- **Requirement**: Each entry that follows needs to be written out exactly, with nothing left out.

- **Records contained in a dataset**:
-- Opening Marker --

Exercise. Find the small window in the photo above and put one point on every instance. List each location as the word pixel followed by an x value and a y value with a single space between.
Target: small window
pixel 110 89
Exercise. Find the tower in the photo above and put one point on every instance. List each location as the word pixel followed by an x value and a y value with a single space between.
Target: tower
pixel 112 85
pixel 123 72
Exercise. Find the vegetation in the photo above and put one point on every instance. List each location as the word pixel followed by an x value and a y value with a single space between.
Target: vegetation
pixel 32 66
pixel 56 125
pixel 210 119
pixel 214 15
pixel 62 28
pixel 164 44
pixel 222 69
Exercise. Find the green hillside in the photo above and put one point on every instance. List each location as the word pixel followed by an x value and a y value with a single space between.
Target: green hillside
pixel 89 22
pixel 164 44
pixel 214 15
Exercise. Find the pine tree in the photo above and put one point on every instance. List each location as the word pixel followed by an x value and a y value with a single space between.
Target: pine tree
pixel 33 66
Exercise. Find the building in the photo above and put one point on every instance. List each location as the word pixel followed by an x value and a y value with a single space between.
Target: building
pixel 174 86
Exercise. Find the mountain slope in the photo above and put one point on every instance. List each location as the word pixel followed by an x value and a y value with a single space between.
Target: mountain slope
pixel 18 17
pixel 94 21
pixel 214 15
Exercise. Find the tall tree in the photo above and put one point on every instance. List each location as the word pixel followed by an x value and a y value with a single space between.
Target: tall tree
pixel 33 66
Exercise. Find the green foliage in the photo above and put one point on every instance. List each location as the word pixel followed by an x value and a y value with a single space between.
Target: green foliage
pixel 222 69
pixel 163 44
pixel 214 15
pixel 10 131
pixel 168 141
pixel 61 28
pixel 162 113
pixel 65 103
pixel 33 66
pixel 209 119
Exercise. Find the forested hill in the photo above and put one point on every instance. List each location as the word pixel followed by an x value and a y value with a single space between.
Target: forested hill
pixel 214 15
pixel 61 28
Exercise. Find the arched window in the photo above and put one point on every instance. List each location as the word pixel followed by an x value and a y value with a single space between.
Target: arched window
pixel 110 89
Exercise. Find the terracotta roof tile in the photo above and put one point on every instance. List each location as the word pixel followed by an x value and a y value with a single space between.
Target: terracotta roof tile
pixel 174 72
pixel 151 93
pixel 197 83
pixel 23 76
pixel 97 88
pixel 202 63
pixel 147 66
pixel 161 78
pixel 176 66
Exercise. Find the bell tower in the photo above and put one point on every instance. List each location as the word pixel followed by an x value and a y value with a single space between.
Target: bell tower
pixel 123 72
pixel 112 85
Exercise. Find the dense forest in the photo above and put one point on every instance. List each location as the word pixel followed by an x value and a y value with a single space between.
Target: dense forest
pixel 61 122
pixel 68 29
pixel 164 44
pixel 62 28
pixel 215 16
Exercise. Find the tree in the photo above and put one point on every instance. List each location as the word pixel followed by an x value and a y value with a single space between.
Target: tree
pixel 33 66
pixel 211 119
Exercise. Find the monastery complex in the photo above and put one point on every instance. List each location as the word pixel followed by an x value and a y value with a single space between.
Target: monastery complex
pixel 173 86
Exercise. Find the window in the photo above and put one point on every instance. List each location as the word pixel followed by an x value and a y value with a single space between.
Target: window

-- Closing Marker --

- **Response**:
Exercise. Find the small window in the photo above and put one point on every instance. List each location as the word pixel followed by an x value and a y value with a single space between.
Target: small window
pixel 110 89
Exercise. Find the tower in the photo above and put one point on every instance. List each location as the word pixel followed by an x value and a y value with a single space between.
Target: tower
pixel 112 85
pixel 123 72
Exercise. Find the vegetation in the photo above and put one point on every instance. List each location as the word pixel followed by an x value and a y value with a single space between.
Target: vegetation
pixel 32 66
pixel 56 125
pixel 210 119
pixel 214 15
pixel 62 28
pixel 164 44
pixel 222 69
Exercise. Find the green hillside in the photo above and put one point on every instance. List each location as the word pixel followed by an x value and a y value with a single space between.
Target: green hillside
pixel 89 22
pixel 164 44
pixel 214 15
Exercise. Find the pine tree in the photo above and put one point on every instance. List each location as the word pixel followed by an x value and a y value with a single space between.
Target: pine tree
pixel 33 66
Exercise. Find the building in the photo above and put one point on every instance. List each location as the word pixel followed by an x value and a y value with a single space between.
Target: building
pixel 174 86
Exercise. Find the mountain slope in the photo above and put one point on every instance. List each location as the word pixel followed by an x value and a y value with a single space between.
Target: mountain slope
pixel 18 17
pixel 94 21
pixel 214 15
Exercise. Find the tall tree in the photo above and put one point on every instance. List each location as the word pixel followed by an x value and a y value with a single space between.
Target: tall tree
pixel 33 66
Exercise. Find the green foliage in the photo above and put one point on every instance. List each location as the word pixel followed by an x value and a y value with a single space between.
Target: green foliage
pixel 222 69
pixel 163 44
pixel 214 15
pixel 10 131
pixel 168 141
pixel 61 28
pixel 162 113
pixel 65 103
pixel 33 66
pixel 209 119
Exercise. Find the forested hill in the photo above and put one point on every instance. List each location as the word pixel followed by an x value and a y value with a single space between.
Target: forested hill
pixel 214 15
pixel 61 28
Exercise. Find the arched window in the photo above and put one point on every instance. List each location as the word pixel followed by an x value and a y value with a single space between.
Target: arched window
pixel 110 89
Exercise. Find the terracotta roof tile in the photo above and put one point on every instance. List each location as the word pixel followed by an x value and a y value with a single space between.
Target: terracotta roof tile
pixel 174 72
pixel 151 93
pixel 197 83
pixel 23 76
pixel 97 88
pixel 202 63
pixel 147 66
pixel 161 78
pixel 176 66
Exercise. Find the bell tower in the photo above and put one point on every instance. List each location as the word pixel followed by an x value and a y value with a single space between.
Target: bell tower
pixel 123 72
pixel 112 85
Exercise. Find the dense forest in the photo above and put one point on every instance. List each location as the word pixel followed by an x value and a y value with a single space between.
Target: dense forest
pixel 61 122
pixel 68 29
pixel 164 44
pixel 62 28
pixel 215 16
Exercise. Find the tree in the photo above and put one point on every instance. List each location as the word pixel followed by an x value and a y value with a single space between.
Target: tree
pixel 33 66
pixel 211 119
Exercise. Find the monastery complex in the photo above and put one point on every instance. List each location as the word pixel followed by an x value and a y value with a single space between.
Target: monastery complex
pixel 173 86
Exercise. Find the window in the photo above and put one point on every instance. List each location as the word pixel followed by an x value and a y value with a single space between.
Target: window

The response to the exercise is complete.